■ Problèmes à résoudre
1. Recopiez, dans l'article sur les médecins allemands, tout le passage qui va de « Ouvert mardi 28 » jusqu'à « la médecine libérale. » inclus.
2. Donnez la suite de l'article sur les médecins allemands face aux réformes de Jens Spahn, à partir de l'endroit où il s'arrête.

Agacés par la frénésie de réformes lancées par leur ministre de la Santé, Jens Spahn, les médecins allemands lui demandent de s’attacher à la priorité que constitue la baisse de la démographie médicale.
Ouvert mardi 28 mai à Münster, le traditionnel congrès annuel des médecins allemands réunit les ordres et les syndicats et constitue un bon baromètre de la profession. À la fois président du congrès et de l’Ordre fédéral des médecins, le Dr Frank Ulrich Montgomery s’inquiète à cet égard des « coups de griffe » du gouvernement contre les principes fondamentaux d’auto-organisation de la médecine libérale.
Des plages horaires plus étendues
De fait, une nouvelle loi oblige les praticiens libéraux à proposer plus rapidement des rendez-vous à tous les patients dès lors que ceux-ci s’adressent à une « cellule de coordination » spécialement créée à cet effet. La loi imposera aux spécialistes de proposer cinq heures par semaine des consultations sans rendez-vous, ou dans un délai très court pour ces patients ce qui, selon eux, désorganisera leur emploi du temps sans raisons médicales objectives.

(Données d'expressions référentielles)
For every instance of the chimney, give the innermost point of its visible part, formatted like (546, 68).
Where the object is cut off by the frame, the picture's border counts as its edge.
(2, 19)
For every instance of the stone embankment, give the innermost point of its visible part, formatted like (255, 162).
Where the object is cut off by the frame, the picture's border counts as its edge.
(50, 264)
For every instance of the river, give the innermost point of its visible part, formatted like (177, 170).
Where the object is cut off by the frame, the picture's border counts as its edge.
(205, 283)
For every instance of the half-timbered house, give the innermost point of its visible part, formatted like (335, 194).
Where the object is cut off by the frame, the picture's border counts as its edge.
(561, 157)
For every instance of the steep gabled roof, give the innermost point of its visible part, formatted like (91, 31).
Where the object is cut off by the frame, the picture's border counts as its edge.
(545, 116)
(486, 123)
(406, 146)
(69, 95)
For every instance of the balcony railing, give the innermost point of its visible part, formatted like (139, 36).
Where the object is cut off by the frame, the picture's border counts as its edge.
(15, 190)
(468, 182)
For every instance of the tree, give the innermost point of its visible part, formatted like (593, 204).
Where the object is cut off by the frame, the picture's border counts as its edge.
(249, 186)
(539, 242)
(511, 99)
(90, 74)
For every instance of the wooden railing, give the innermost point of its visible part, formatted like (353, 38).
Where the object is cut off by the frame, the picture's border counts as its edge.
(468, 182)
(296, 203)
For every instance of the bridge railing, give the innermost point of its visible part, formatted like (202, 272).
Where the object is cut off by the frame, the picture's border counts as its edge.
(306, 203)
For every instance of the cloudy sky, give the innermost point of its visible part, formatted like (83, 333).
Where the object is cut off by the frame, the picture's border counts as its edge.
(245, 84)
...
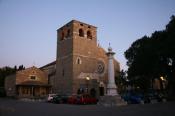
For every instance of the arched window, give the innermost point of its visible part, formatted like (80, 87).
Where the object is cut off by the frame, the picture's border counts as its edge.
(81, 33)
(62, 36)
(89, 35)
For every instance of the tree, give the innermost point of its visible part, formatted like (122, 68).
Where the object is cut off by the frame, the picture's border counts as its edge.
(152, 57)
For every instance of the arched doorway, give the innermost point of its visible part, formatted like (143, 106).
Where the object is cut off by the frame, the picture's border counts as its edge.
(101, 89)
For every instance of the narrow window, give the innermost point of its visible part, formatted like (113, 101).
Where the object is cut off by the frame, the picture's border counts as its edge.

■ Réponses aux tâches
1.
Ouvert mardi 28 mai à Münster, le traditionnel congrès annuel des médecins allemands réunit les ordres et les syndicats et constitue un bon baromètre de la profession. À la fois président du congrès et de l’Ordre fédéral des médecins, le Dr Frank Ulrich Montgomery s’inquiète à cet égard des « coups de griffe » du gouvernement contre les principes fondamentaux d’auto-organisation de la médecine libérale.

2.
De leur côté, les généralistes devront consulter, avec ou sans rendez-vous, au moins 25 heures par semaine pour rester conventionnés ce qui constitue, là aussi selon les médecins, une « ingérence » dans leur organisation.
La loi prévoit par ailleurs des incitations pour les médecins souhaitant exercer dans des « déserts médicaux », en plus de la création obligatoire de cabinets généralistes dans les zones les moins densément couvertes.
Si Jens Spahn voit dans toutes ces mesures – qui entreront en vigueur le 1er janvier – une amélioration sensible de l’accès aux soins, les médecins jugent l’extension des plages horaires « populiste » et « inutile », car ils se sont déjà organisés pour accueillir les urgences. Selon eux, les patients qui profiteront de ces horaires sans rendez vous ne seront pas « ceux qui en ont vraiment besoin » mais ceux qui souhaitent consulter tout de suite « pour des raisons de confort ».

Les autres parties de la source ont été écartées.